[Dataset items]
....
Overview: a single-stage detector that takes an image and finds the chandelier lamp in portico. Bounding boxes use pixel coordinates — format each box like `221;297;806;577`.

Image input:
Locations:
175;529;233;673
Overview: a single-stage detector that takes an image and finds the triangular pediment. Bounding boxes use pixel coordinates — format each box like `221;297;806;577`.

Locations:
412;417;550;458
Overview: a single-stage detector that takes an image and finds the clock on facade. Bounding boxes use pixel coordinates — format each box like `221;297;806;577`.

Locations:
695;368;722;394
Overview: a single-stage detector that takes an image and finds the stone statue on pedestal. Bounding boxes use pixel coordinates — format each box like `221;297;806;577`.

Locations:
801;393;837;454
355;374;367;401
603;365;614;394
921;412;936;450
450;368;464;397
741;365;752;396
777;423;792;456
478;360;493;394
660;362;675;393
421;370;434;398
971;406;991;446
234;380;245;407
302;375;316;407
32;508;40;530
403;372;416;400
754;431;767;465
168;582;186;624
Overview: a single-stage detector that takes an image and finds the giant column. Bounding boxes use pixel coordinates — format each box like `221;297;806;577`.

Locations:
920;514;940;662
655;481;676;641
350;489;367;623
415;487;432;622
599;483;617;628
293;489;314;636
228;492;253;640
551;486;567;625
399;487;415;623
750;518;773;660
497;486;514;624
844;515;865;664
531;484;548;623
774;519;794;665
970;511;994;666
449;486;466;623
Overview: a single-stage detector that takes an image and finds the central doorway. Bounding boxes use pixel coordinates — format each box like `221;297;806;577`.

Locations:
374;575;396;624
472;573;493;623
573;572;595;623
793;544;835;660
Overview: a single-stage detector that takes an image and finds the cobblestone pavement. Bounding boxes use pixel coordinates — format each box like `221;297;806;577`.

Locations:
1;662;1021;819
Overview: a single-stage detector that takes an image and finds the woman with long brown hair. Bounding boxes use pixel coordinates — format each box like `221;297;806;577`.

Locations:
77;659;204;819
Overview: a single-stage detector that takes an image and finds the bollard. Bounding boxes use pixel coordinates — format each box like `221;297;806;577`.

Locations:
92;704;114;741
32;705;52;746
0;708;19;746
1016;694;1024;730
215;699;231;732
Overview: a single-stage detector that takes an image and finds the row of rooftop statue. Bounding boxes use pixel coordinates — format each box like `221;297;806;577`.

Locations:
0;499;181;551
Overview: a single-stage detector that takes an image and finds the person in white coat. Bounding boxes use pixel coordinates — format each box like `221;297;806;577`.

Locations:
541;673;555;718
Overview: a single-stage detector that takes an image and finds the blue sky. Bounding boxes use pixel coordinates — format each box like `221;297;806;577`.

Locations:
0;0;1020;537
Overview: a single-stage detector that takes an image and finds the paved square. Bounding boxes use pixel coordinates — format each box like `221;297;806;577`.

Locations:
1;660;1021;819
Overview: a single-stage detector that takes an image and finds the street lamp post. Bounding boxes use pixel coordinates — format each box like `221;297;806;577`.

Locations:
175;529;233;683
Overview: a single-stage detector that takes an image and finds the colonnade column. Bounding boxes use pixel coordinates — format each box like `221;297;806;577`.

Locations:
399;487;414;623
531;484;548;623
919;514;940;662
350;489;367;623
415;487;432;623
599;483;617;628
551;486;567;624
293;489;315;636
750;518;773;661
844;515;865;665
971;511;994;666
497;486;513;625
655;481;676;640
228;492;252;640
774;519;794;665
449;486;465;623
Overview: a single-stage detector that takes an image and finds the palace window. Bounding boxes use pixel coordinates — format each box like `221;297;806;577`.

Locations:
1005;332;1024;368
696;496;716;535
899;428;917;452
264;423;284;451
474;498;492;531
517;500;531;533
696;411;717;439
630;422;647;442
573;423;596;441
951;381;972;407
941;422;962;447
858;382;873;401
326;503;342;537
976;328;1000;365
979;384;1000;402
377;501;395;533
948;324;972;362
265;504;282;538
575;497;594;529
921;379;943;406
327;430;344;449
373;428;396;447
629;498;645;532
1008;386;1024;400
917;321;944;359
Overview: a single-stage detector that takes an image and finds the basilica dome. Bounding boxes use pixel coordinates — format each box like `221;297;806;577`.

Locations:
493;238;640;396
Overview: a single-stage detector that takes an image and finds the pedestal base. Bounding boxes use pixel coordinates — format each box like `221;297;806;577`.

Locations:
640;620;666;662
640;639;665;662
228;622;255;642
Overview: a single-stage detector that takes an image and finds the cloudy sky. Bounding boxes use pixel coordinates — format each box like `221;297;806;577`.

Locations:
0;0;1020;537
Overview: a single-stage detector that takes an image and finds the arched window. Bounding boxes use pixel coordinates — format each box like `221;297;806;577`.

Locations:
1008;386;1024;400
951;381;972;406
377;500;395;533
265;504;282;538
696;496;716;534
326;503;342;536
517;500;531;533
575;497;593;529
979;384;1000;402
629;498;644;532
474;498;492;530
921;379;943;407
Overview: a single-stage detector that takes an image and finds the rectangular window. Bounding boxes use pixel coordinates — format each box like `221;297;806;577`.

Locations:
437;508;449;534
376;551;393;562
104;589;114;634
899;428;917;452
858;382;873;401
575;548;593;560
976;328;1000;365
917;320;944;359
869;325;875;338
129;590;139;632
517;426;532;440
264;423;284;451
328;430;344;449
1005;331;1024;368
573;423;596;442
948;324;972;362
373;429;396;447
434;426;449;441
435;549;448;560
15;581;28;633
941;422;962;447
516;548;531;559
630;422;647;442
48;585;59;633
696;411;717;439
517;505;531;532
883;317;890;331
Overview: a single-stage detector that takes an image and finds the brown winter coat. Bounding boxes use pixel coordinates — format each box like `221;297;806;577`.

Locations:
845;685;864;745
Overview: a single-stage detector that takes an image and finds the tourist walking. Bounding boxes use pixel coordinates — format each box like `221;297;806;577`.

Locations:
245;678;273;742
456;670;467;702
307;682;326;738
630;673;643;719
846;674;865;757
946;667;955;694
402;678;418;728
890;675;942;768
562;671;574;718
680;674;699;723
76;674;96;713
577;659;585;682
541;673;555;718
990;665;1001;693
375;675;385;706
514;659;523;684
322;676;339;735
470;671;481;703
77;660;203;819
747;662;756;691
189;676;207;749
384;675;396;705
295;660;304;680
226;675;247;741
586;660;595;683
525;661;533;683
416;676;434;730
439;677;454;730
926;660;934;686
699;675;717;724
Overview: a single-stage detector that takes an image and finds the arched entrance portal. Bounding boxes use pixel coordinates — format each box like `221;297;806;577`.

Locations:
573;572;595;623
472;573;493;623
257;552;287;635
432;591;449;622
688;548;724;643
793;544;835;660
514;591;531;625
....
### DIRECTIONS FOR THIS TASK:
Wherever the string "pedestal" appears in a line above, copy that line.

### REPLY TO THE EXERCISE:
Overview: a single-stage detector that takes an image and finds the stone statue on pedestal. Bounding boxes use pixel coordinates — format each box like `221;297;806;577`.
Overview: a single-stage detector that takes an image and finds the pedestal base. Bounding boxes use pixel coordinates — format each box like `221;297;806;577`.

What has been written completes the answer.